=== What the exercise asks ===
Update the material starting at the line that contains "outline matador's knee-length breeches" and ending at the line that contains "Outline every instance of the matador's knee-length" by replacing "knee-length breeches" with "embroidered jacket", and give back only those lines with everything else unchanged.

=== Data for this exercise ===
-- START --
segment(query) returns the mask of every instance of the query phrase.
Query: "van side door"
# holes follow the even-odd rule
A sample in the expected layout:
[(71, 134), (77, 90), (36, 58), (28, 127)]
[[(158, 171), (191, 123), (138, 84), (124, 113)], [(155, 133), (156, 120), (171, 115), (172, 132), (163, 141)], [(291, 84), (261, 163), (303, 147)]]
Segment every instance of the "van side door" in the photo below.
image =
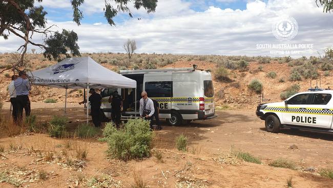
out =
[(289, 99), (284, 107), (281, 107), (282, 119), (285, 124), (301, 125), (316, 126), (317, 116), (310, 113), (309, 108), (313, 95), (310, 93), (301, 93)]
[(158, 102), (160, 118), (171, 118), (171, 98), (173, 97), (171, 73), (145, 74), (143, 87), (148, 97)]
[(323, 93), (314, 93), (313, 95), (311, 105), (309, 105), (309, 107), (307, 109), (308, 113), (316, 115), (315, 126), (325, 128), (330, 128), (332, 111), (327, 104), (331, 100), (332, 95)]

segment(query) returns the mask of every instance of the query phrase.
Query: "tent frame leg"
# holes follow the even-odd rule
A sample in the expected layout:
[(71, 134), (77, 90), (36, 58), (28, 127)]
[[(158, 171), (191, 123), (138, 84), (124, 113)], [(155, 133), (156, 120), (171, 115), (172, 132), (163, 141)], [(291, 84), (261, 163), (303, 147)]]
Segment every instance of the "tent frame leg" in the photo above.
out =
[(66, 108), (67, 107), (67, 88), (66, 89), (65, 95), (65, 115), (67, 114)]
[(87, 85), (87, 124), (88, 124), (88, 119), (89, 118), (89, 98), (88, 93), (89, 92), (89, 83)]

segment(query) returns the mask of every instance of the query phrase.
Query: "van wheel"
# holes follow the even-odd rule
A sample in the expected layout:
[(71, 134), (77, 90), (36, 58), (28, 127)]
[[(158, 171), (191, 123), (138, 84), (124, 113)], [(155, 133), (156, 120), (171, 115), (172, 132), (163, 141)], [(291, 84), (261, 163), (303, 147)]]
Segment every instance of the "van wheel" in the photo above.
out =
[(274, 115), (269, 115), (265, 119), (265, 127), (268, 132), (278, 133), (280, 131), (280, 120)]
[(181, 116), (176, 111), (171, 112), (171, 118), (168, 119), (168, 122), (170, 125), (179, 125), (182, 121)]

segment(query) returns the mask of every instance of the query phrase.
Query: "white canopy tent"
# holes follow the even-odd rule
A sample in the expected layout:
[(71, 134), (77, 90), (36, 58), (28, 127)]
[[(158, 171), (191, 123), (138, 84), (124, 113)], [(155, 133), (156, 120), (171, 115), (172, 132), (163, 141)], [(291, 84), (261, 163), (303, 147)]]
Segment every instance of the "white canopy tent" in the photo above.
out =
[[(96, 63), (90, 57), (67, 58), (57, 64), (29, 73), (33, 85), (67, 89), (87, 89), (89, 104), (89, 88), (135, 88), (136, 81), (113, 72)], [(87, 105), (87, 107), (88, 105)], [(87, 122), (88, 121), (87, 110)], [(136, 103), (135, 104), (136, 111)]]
-- END --
-- START --
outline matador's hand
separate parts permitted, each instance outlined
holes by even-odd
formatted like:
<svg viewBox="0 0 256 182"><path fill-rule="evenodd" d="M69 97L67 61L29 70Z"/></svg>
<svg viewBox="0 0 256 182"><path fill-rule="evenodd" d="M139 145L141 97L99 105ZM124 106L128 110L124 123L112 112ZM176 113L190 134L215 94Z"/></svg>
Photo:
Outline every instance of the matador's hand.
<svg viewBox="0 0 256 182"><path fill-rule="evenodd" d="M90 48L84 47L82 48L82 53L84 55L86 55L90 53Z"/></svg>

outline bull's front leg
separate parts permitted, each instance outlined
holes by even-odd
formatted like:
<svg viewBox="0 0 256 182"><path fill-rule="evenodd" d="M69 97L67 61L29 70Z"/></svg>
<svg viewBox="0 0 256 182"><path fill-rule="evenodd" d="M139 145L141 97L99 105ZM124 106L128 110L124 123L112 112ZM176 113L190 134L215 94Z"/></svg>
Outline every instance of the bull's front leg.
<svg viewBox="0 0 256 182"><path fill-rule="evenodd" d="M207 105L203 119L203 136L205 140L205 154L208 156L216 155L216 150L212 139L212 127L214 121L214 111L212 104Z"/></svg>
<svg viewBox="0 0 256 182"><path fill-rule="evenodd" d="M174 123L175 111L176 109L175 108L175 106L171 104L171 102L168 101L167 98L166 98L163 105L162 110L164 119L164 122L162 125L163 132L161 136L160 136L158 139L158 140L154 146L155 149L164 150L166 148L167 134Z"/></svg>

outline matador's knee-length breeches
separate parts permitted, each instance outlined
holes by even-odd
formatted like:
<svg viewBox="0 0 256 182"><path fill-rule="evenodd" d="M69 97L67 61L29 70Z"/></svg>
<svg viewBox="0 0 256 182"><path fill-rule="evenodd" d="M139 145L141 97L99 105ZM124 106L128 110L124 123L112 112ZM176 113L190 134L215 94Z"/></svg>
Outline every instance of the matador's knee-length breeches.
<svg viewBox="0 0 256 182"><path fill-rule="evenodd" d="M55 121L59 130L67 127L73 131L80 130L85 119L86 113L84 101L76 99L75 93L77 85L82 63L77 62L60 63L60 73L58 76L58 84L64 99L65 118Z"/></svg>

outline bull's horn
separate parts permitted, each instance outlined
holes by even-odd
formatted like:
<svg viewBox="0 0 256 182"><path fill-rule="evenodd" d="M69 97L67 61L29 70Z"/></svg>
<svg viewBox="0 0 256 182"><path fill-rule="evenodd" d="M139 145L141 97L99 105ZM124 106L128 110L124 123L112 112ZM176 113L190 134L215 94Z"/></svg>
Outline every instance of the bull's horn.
-- END --
=== Reply to the exercise ===
outline matador's embroidered jacket
separate parts permitted, each instance outlined
holes by even-odd
formatted like:
<svg viewBox="0 0 256 182"><path fill-rule="evenodd" d="M69 97L67 61L29 70Z"/></svg>
<svg viewBox="0 0 256 182"><path fill-rule="evenodd" d="M139 145L141 97L99 105ZM124 106L128 110L124 123L112 112ZM176 113L190 134L215 94Z"/></svg>
Outline every instance of the matador's embroidered jacket.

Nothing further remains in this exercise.